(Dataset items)
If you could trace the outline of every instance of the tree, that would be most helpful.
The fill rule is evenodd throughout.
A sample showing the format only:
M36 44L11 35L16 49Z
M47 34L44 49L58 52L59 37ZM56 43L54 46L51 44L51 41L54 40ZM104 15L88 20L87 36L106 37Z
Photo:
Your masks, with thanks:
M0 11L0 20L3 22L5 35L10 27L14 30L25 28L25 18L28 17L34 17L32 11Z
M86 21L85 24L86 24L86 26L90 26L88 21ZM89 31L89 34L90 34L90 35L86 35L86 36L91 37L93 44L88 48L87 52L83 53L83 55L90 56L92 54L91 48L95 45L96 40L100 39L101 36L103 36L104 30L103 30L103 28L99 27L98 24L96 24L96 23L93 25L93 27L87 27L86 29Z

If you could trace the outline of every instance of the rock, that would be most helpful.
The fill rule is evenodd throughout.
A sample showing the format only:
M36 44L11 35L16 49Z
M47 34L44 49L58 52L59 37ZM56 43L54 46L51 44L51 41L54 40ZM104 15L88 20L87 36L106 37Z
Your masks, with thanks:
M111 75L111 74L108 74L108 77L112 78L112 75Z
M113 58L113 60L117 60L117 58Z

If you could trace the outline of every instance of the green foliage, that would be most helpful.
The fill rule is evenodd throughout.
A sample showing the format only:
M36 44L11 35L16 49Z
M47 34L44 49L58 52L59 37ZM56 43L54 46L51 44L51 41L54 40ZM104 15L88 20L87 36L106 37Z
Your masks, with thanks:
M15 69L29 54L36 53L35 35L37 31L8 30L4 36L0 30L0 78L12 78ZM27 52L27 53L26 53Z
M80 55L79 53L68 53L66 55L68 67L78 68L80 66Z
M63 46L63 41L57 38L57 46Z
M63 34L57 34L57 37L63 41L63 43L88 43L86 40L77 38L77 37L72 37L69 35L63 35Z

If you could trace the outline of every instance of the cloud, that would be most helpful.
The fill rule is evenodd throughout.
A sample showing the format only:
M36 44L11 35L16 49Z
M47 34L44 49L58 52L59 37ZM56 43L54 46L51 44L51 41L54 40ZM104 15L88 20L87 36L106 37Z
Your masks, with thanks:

REQUIREMENT:
Edit the items above so that every "outline" becomes "boundary", keeping everything else the same.

RESULT OF THE TASK:
If you could trace the boundary of every instance of the tree, that would be most helpful.
The fill rule is evenodd throughout.
A sample showing the format only:
M36 44L11 35L16 49Z
M47 34L44 49L58 52L59 37ZM56 43L54 46L51 44L51 41L54 40ZM104 15L88 20L87 36L106 37Z
Photo:
Your masks, with thanks:
M0 11L0 20L3 22L5 35L10 27L14 30L25 28L25 18L28 17L34 17L32 11Z
M86 21L85 24L86 24L86 26L90 26L88 21ZM89 31L89 34L90 34L90 35L86 35L86 36L91 37L93 44L88 48L87 52L83 53L83 55L90 56L92 54L91 48L95 45L96 40L100 39L101 36L103 36L104 30L103 30L103 28L99 27L98 24L96 24L96 23L93 25L93 27L87 27L86 29Z

If you could trace the boundary of every instance of the rock, that would be most helpful.
The fill rule is evenodd throughout.
A sample showing the format only:
M36 44L11 35L16 49Z
M47 34L44 49L58 52L59 37ZM56 43L54 46L51 44L51 41L54 40ZM104 15L88 20L87 36L106 37Z
Your masks, with thanks:
M111 75L111 74L108 74L108 77L112 78L112 75Z
M113 58L113 60L117 60L117 58Z

If you could trace the boundary of every instance of the green foliage, that would be most helpful.
The fill rule is evenodd throughout.
A sample showing the format only:
M36 44L11 35L16 49Z
M47 34L44 49L58 52L59 37ZM56 43L54 46L51 44L51 41L54 40ZM104 15L88 20L87 36L106 37Z
Your masks, with thanks:
M15 69L29 54L36 53L35 35L37 31L8 30L4 36L0 30L0 78L12 78ZM27 52L27 53L26 53Z
M80 55L79 53L68 53L66 55L68 67L78 68L80 66Z
M63 46L63 41L57 38L57 46Z
M63 34L57 34L57 37L63 41L63 43L88 43L86 40L77 38L77 37L72 37L69 35L63 35Z

If you could trace the boundary of every instance of the cloud, that would be most helpful.
The fill rule is evenodd throughout.
A sample showing the format only:
M36 44L11 35L16 49Z
M47 34L44 49L58 52L59 37ZM56 43L54 46L51 44L51 41L54 40ZM104 15L88 20L87 36L106 37Z
Your masks, with thanks:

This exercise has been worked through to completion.